EXERCISE INSTRUCTIONS:
Print the records again exactly, beginning at the line that contains "Find the shelf" and continuing through the end of the records.

(Dataset item list)
---

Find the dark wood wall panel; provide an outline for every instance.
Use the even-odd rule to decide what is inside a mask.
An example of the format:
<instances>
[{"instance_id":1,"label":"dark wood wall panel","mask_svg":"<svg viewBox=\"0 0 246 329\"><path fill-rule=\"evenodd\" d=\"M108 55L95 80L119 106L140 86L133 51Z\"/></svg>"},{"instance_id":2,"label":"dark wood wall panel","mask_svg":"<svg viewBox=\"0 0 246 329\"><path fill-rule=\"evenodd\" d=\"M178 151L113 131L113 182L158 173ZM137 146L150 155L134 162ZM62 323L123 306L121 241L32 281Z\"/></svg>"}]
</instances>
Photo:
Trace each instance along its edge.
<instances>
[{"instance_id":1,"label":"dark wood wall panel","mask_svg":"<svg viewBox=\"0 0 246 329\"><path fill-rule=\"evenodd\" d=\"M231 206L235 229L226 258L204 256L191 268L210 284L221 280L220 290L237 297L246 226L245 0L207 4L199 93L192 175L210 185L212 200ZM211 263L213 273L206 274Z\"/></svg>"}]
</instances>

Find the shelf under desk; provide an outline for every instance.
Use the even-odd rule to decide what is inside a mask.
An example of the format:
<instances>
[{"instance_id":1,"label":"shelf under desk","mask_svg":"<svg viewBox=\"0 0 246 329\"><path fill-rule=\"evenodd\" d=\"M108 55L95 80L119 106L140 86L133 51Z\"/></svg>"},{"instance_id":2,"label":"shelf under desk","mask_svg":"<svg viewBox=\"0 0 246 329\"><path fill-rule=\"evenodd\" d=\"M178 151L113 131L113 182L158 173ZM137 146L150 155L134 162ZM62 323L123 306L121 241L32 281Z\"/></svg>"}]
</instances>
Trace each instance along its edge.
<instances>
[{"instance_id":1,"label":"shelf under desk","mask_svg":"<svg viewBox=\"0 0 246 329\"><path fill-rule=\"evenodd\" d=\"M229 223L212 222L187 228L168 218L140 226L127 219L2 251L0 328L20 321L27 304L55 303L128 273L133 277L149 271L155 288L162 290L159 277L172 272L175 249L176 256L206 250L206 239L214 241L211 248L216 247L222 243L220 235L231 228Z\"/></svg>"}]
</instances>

---

EXERCISE OUTPUT:
Find the shelf under desk; provide an outline for every instance.
Use the even-odd rule to decide what is inside a mask.
An example of the format:
<instances>
[{"instance_id":1,"label":"shelf under desk","mask_svg":"<svg viewBox=\"0 0 246 329\"><path fill-rule=\"evenodd\" d=\"M108 55L95 80L119 106L140 86L133 51Z\"/></svg>"},{"instance_id":2,"label":"shelf under desk","mask_svg":"<svg viewBox=\"0 0 246 329\"><path fill-rule=\"evenodd\" d=\"M178 151L113 131L113 182L158 173ZM137 146L150 155L134 162ZM62 323L123 306L121 241L32 281Z\"/></svg>"}]
</instances>
Trace each instance along its edge.
<instances>
[{"instance_id":1,"label":"shelf under desk","mask_svg":"<svg viewBox=\"0 0 246 329\"><path fill-rule=\"evenodd\" d=\"M229 223L212 222L187 228L168 218L140 226L127 219L2 251L0 328L20 321L27 304L55 303L128 273L133 277L149 271L155 288L162 290L159 277L172 272L175 249L176 256L206 250L206 239L214 241L211 248L216 247L222 243L220 235L231 228Z\"/></svg>"}]
</instances>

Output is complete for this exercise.